» Extract to read:
* Begin *
Alter Bridge (with the Parallax Orchestra) London Royal Albert Hall
Alter Bridge bring a whole new meaning to ‘classic rock’ with an epic RAH show.
For all its classical history, formal splendour and Cirque du Soleil performances, the Royal Albert Hall has been enticing rock artists for decades. The Rolling Stones played here in 1966. In
’67 Jimi Hendrix rolled up with Pink Floyd and The Move. In 1970
Led Zeppelin made an appearance. Things came to a halt when the hall banned all rock and pop concerts in 1972 (after a particularly disruptive ’71), but rock was swiftly reinstated and the doors opened to the likes of The Who, Robert Plant, Chris Cornell… Now it’s the turn of four guys from Florida, here for two heavily hyped, resoundingly sold-out shows.
Three of them play in other bands as well, and they’re all among the least egotistical people you’ll meet in the industry, but Alter Bridge have become one of this generation’s biggest hard rock bands. They comfortably sell out arenas. Their last three albums hit the UK Top 10. They have armies of devoted fans who’ve followed them around the globe for the last 13 years, right up to these performances at the RAH – their most ambitious gigs yet, teamed with a 52-piece symphony orchestra and mega-scale production.
And it all sprang from the ashes of Creed, the band formed in college by a Detroit-born, Italian-American finance student called Mark Tremonti, with drummer Scott Phillips and bassist Brian Marshall. When Creed called it a day in 2004, the three of them formed Alter Bridge, bringing in former guitar teacher Myles Kennedy (who, through years playing in jazz fusion and rock bands, had discovered he could also sing rather well).
“It feels like we were just kids back in the Creed days,” Tremonti says today. “We were only in college, I was about 19, we got a record deal when I was 23 or 24. When you’re younger you feel like 23 or 24 is mature, but you’re still a baby. Creed feels like my college band. And even the first couple of records with Alter Bridge, we were basically kids when we did them.”
* End *
» Task instructions:
a) According to the concert review, in what year did the Royal Albert Hall ban all rock and pop concerts?
b) Carry on the Alter Bridge concert review from the point where it stops.

» Data supplied:
* Begin *
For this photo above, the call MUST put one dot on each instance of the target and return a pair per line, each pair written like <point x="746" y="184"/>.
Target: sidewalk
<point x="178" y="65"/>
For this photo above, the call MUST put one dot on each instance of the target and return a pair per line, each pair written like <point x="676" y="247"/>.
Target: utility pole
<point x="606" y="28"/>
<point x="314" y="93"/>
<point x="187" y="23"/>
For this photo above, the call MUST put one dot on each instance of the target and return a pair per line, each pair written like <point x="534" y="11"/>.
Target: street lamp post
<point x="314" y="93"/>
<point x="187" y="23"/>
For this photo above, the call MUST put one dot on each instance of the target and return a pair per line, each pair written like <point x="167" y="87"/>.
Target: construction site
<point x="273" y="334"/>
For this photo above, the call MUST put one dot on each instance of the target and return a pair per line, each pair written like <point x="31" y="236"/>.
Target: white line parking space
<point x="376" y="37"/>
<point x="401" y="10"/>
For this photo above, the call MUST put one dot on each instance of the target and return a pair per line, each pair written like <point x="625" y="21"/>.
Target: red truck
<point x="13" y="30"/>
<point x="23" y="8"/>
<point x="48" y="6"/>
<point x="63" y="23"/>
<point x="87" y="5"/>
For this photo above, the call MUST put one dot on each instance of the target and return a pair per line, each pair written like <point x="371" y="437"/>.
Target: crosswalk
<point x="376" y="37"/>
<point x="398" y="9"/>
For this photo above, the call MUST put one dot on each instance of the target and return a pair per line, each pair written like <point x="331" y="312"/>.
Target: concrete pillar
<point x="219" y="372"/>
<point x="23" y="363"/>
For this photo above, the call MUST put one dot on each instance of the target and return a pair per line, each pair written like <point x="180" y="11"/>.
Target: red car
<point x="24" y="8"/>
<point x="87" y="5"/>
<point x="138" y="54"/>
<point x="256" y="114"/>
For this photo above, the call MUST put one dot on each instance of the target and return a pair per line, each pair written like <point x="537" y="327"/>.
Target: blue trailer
* End *
» Answers:
a) 1972.

b)
Onstage, Tremonti looks quite ‘hard’, with his dark, serious eyes, big arms and black mohawk. Guitar strapped to his torso, he falls somewhere between a protective older brother and a middleweight boxer. Backstage, however, he’s quite different. After hours of meticulous soundchecking and fan meet-andgreeting, we’re met at his dressing room with a breezy, totally genuine, “Hi! How’s it going? Sorry this room smells like a chemical experiment or something…” Seated in a black hoodie and smiling warmly, the 43-year-old father of two becomes a much softer presence.
It has to be said there are no actual ‘chemical experiments’ (hallucinogenic or otherwise) going on here – just a fridge full of water bottles, a small black sofa and a big mirror with light bulbs round the rim. Staples, perhaps, of a venue more accustomed to classical virtuosos than rock stars. Across the corridor there’s a door marked ‘Tuning Room’ and another marked ‘Vocal
Warm-Up Room’, while round the corner are school-style locker rooms with dressing tables, where the young members of the Parallax Orchestra tend to instruments, sort out hair and chat over snacks.
The band seem calm, but clearly a little awed by their new surroundings. During soundcheck, Kennedy especially appears sweetly star-struck, gazing open-mouthed up at the huge auditorium, his skinny frame draped in a black cardie over a loose white T-shirt and black drainpipe jeans. “It was just taking in the structure,” he explains later. “I have a certain appreciation for architecture and what buildings do to you on a psychological level, and that building was just doing tremendous things for me on a spiritual level!”
Curious to think that in a few hours this almost fragile-looking man will showcase an immense voice that had him poised to
join Led Zeppelin at one point. Before that, however, Kennedy was a young trumpet-player from Spokane, Washington, who found the disciplined worlds of jazz, orchestral playing and guitar teaching long before he became one of rock’s most in-demand vocalists. It makes today’s proceedings almost familiar.
“I remember when I first walked in the room and heard the orchestra warming up, it kinda took me back,” he says. “It brought a certain amount of solace to me in a strange way. Because I spent so much time as a kid in a band environment, with an orchestra or symphonic band, it was very calming.”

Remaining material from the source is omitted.